## [Extracted text]
__________
So what did Paltrow mean by ‘conscious uncoupling’?NEW YORK - Like any world unto itself, Hollywood has its own lexicon. But Gwyneth Paltrow’s use of the term “conscious uncoupling” to describe her breakup with Chris Martin this week had even Hollywood veterans scratching their heads.
Of course, there was snark, too. And, on the other hand, some real appreciation for the message and the way it was delivered - in a joint post from the actress and her rock-star husband on Paltrow’s lifestyle website, goop. (Which - surprise! - crashed from the traffic.)
But before we get to that, let’s start with the basics: What the heck does “conscious uncoupling” mean? “I’ve never heard it, but it sounds like a phrase used by marriage therapists in Malibu,” quipped Janice Min, editor of The Hollywood Reporter.
Pretty close, actually. The term was coined by a Los Angeles therapist and author, Katherine Woodward Thomas, who has created a five-step “Conscious Uncoupling” online process - to “release the trauma of a breakup.”
__________
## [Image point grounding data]
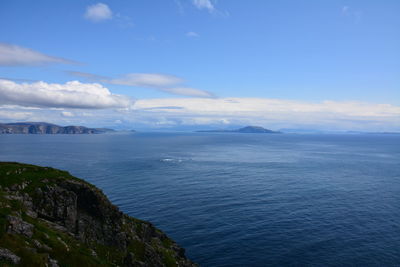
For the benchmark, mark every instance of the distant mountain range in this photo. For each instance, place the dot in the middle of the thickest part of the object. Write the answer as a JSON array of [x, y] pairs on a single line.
[[47, 128], [247, 129]]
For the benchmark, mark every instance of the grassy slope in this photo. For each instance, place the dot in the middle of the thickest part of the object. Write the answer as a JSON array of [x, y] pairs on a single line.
[[67, 250]]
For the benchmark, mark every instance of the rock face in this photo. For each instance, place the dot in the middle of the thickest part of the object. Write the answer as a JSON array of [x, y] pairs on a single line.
[[47, 128], [247, 129], [49, 218]]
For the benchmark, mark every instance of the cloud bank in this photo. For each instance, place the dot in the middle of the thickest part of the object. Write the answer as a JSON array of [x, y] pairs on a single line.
[[166, 83], [98, 12], [69, 95], [204, 4], [13, 55]]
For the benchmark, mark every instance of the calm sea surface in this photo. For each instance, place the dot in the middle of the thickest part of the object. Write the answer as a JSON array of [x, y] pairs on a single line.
[[244, 199]]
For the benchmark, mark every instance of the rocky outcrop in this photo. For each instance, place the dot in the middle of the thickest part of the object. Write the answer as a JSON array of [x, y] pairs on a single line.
[[52, 214], [47, 128]]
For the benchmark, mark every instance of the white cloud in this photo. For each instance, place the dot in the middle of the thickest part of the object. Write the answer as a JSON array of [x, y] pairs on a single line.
[[69, 95], [203, 112], [204, 4], [67, 114], [13, 55], [161, 82], [192, 34], [272, 113], [187, 91], [146, 80], [98, 12]]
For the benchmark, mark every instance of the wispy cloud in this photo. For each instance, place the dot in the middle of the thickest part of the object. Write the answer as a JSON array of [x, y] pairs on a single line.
[[69, 95], [355, 15], [146, 80], [13, 55], [345, 10], [161, 82], [98, 12], [67, 114], [204, 4], [275, 113]]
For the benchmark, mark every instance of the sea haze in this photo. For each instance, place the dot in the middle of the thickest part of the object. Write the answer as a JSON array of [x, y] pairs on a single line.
[[244, 199]]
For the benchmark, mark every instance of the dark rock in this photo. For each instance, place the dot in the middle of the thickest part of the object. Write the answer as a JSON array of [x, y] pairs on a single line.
[[47, 128], [78, 210], [7, 255], [18, 226]]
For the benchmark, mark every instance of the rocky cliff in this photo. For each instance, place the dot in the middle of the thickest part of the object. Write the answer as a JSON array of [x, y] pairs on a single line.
[[247, 129], [50, 218], [47, 128]]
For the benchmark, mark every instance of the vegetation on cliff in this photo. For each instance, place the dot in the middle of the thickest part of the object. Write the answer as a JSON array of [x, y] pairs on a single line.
[[47, 128], [50, 218]]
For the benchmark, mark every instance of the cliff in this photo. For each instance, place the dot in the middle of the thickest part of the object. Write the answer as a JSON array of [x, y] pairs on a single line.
[[50, 218], [47, 128]]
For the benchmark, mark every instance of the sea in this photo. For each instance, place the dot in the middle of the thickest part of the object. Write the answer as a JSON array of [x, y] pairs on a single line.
[[234, 199]]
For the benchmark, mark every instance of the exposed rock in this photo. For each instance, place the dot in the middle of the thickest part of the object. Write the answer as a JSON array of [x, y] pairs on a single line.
[[47, 128], [18, 226]]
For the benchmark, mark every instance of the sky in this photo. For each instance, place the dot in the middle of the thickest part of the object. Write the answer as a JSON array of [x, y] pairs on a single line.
[[165, 64]]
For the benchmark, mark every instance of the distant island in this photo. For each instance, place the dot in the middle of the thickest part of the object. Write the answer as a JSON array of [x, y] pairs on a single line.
[[247, 129], [47, 128]]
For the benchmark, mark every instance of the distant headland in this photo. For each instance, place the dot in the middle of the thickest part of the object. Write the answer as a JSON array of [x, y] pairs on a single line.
[[247, 129], [47, 128]]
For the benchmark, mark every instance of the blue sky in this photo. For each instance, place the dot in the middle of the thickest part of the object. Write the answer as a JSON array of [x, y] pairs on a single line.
[[303, 52]]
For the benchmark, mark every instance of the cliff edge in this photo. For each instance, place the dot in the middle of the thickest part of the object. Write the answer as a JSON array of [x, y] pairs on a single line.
[[50, 218]]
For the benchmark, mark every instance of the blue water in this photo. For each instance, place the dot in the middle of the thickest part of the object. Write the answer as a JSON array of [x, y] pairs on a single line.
[[244, 199]]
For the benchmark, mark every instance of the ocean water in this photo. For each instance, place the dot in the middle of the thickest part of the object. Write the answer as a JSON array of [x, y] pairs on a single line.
[[244, 199]]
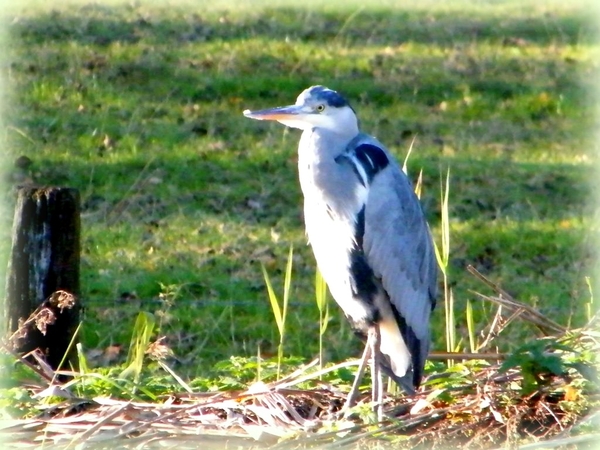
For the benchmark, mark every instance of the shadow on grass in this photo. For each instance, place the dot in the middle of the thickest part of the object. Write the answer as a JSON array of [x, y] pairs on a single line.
[[94, 24]]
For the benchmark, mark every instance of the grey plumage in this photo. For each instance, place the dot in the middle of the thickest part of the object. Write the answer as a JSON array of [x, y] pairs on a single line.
[[367, 230]]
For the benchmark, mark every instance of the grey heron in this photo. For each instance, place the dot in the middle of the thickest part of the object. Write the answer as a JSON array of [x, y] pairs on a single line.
[[368, 234]]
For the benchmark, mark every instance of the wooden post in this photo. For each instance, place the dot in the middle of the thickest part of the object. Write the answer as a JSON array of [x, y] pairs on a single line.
[[43, 271]]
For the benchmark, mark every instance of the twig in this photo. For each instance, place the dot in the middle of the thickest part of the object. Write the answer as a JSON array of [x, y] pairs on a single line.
[[529, 314]]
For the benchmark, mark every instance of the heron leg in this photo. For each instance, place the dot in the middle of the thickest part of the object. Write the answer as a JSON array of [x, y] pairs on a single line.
[[377, 379], [351, 399]]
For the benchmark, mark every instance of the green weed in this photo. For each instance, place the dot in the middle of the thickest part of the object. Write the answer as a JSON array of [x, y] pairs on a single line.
[[280, 313]]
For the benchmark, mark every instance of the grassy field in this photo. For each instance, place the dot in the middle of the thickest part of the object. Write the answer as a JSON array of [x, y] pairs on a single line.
[[139, 107]]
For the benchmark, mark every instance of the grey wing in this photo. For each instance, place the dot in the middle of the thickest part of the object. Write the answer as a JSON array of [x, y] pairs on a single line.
[[398, 247]]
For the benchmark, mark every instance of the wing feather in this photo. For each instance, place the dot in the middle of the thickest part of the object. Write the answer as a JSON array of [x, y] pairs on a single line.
[[398, 247]]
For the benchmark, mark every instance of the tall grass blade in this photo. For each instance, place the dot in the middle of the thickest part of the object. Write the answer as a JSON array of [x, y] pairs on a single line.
[[443, 256], [273, 301], [140, 339], [471, 326], [280, 312], [323, 306], [405, 163]]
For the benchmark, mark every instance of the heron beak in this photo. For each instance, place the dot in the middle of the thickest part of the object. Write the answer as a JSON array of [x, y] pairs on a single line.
[[279, 113]]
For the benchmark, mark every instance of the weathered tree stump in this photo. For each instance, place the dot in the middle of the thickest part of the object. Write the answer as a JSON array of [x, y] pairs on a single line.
[[43, 272]]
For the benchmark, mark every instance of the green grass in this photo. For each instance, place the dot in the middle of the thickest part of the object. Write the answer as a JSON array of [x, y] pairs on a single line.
[[139, 107]]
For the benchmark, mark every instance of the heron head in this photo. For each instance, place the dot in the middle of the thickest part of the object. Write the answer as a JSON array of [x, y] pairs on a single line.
[[315, 107]]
__________
## [Tasks for this exercise]
**1)** Repeat word for word the part of the Paltrow article starting at "Of course, there" and ending at "from the traffic.)".
**2)** According to the Paltrow article, who coined the term "conscious uncoupling"?
**3)** Name every person the Paltrow article mentions by name.
The listing has no role in any of this.

## [Solutions below]
**1)**
Of course, there was snark, too. And, on the other hand, some real appreciation for the message and the way it was delivered - in a joint post from the actress and her rock-star husband on Paltrow’s lifestyle website, goop. (Which - surprise! - crashed from the traffic.)

**2)** Katherine Woodward Thomas, a Los Angeles therapist and author.

**3)** Gwyneth Paltrow, Chris Martin, Janice Min, Katherine Woodward Thomas